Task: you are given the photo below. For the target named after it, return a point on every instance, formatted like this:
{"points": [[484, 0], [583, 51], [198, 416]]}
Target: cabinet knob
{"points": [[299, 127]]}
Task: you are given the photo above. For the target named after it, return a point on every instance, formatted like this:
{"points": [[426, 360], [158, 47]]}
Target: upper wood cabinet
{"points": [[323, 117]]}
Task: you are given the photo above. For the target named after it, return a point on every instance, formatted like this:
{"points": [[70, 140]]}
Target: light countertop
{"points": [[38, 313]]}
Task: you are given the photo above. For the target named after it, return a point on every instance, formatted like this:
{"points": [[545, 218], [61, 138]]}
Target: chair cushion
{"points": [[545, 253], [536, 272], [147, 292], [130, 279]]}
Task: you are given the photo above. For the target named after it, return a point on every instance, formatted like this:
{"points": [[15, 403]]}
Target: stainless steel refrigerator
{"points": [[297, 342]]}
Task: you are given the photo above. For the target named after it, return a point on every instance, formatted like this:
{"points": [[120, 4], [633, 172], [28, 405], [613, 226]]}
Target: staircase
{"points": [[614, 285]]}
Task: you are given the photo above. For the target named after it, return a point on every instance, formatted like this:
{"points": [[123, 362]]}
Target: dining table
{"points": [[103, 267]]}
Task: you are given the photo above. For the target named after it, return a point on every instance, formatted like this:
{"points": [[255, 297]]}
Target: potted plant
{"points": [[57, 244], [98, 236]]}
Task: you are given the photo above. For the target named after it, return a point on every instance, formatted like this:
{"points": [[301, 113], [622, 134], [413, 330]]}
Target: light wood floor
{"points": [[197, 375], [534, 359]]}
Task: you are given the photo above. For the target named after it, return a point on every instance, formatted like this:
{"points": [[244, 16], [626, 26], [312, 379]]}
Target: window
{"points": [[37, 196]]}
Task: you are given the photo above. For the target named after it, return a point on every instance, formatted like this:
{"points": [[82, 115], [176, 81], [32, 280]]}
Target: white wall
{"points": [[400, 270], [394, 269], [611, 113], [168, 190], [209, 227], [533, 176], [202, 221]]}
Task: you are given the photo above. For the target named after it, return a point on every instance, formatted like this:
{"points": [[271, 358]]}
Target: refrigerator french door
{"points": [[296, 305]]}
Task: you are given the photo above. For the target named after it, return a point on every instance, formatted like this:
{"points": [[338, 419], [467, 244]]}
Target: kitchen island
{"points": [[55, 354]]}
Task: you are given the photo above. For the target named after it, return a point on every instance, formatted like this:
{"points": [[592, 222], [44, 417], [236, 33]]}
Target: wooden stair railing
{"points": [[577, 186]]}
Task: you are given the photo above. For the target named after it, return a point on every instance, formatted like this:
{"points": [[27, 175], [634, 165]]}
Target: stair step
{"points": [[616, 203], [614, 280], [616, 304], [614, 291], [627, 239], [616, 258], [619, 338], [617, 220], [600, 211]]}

WHAT TO DO → Collect every line from the entries above that contains the word "light".

RESULT →
Target: light countertop
Target: light wood floor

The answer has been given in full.